I can understand why evangelicals would vote against Hillary Clinton by voting for her opponent, Donald Trump. Who in their right mind wanted Hillary in the White House? But now we are not talking about voting against someone; we are talking about a gargantuan lovefest between evangelicals and Trump. WHY do evangelicals love Trump so much? Most evangelicals will not admit it, but their support for Trump borders on idolatry. They practically worship this man. WHY?
Donald Trump is a man totally devoid of character and honor. He is a man who has never respected any oath he has ever taken or any contract he has ever made. He is a pathological liar. He is a for real sexist. He is a sexual deviant. He is a textbook narcissist. He is a braggart, a bully, a belligerent and a buffoon. He is a career criminal and gangster. He survives by threats, bribery and intimidation. He uses power and money to ruin and destroy anyone who gets in his way—friend or foe. He is an undisciplined hothead. His use of vulgarity, profanity and the Lord’s name in vain rivals or surpasses the filthiest mouth coming out of the filthiest hellhole in the world. Richard Nixon and Harry Truman wouldn’t be able to keep up with Trump’s filthy blasphemous mouth. (The Scripture says God’s enemies take His name in vain, Psalm 139:20. Of course, in order to continue idolizing Trump, evangelicals will continue ignoring that verse too.) Donald Trump is the quintessential spoiled rich brat that never grew up. In other words, Donald Trump’s entire adult life is the personification of everything the Bible abhors. Yet, evangelicals who claim to love the Bible love Donald Trump. WHY?
::::::::::
What to do: Please continue the essay on evangelical support for Donald Trump, starting after its final sentence.

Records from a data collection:
::::::::::
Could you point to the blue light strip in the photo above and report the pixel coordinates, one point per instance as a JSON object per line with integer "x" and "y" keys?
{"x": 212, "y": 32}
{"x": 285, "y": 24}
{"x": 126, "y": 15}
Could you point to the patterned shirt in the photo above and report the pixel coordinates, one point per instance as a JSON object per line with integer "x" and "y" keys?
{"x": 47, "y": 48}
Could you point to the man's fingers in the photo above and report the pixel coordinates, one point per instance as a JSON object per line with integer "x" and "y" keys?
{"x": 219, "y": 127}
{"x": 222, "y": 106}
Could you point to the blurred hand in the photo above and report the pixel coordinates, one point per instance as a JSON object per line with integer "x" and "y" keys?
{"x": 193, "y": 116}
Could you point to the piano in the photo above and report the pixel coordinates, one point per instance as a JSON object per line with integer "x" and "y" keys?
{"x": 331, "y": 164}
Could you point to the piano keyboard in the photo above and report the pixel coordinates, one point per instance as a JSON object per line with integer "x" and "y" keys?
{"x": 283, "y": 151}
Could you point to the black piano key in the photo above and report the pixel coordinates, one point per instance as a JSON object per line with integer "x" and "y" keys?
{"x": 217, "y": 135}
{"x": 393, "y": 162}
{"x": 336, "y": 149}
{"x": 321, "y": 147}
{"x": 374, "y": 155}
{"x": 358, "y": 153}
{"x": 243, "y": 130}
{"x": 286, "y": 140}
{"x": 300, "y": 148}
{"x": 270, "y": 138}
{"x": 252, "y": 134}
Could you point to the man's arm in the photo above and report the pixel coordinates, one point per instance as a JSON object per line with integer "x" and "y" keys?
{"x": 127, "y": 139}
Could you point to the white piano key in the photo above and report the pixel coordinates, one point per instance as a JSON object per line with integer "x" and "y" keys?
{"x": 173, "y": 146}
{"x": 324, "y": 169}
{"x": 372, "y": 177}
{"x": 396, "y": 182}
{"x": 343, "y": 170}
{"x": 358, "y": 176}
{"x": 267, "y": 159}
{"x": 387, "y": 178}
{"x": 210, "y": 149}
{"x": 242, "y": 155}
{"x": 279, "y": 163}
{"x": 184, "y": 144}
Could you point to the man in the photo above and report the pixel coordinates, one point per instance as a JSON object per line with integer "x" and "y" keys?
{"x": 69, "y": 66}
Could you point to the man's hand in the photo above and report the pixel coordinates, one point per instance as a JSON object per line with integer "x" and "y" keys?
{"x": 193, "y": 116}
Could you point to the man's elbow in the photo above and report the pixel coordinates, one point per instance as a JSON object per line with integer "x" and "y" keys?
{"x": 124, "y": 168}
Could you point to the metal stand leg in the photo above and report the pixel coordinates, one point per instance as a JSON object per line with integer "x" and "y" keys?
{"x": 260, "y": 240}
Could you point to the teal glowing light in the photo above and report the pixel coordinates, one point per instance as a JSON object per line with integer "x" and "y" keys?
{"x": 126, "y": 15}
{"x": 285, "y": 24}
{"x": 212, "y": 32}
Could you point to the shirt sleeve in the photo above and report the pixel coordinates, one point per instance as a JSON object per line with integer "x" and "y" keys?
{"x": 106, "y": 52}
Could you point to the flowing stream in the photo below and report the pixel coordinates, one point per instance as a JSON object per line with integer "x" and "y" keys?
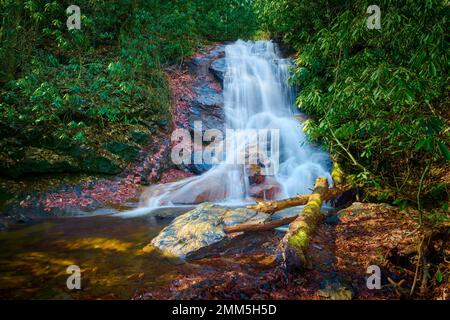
::::::::::
Result below:
I’m not a fan of George Will, but he said something on a New York Times Book Review podcast that every evangelical needs to hear. Will said of Trump:
I believe that what this president has done to our culture, to our civic discourse ... you cannot unring these bells and you cannot unsay what he has said, and you cannot change that he has now in a very short time made it seem normal for schoolboy taunts and obvious lies to be spun out in a constant stream. I think this will do more lasting damage than Richard Nixon's surreptitious burglaries did.
The report goes on to say:
Will's broader argument is that Nixon's coordinated burglaries at the Democratic National Committee were secret and, once revealed, broadly condemned by the public and the two political parties. What Trump is doing is happening right in front of our faces — and with the tacit assent of the Republican Party that Will left in 2016.
"What Donald Trump's revolutionary effect has been [is] to make things acceptable that were unthinkable until recently," Will said on the Times podcast, asking host Pamela Paul if she could even conceive of past presidents like John Kennedy or Dwight Eisenhower uttering any of the many things Trump has said in office.
The words of Will that run truest to me were these: "You cannot unring these bells." I think he is 100% right on that. The idea that once Trump leaves the White House — whether involuntarily in January 2021 or voluntarily-ish in January 2025 — the impacts and reverberations of what he has done to the presidency (and to the way in which the presidency is covered) will disappear is a fallacy.
Politics is a copycat game. Always has been. What Trump has taught politicians is that telling the truth isn't all that important — especially if you have your own bullhorn (in Trump's case Twitter + Fox News) to make your own "alternative facts." And that presidential norms and the idea of "being presidential" is a meaningless construct. And a lot more "lessons" that will be destructive to the way in which people run for president and act once they get elected.
Everything said in this report is true; and nothing said in this report will matter to a hill of beans to Trump’s evangelical supporters. WHY NOT?
One Democratic candidate for President that you probably haven’t even heard of is Massachusetts congressman and former U.S. Marine Seth Moulton:
In an interview published on Friday, Democratic presidential candidate Seth Moulton said that Trump voters “know” that the president is an [expletive], The Hill reports.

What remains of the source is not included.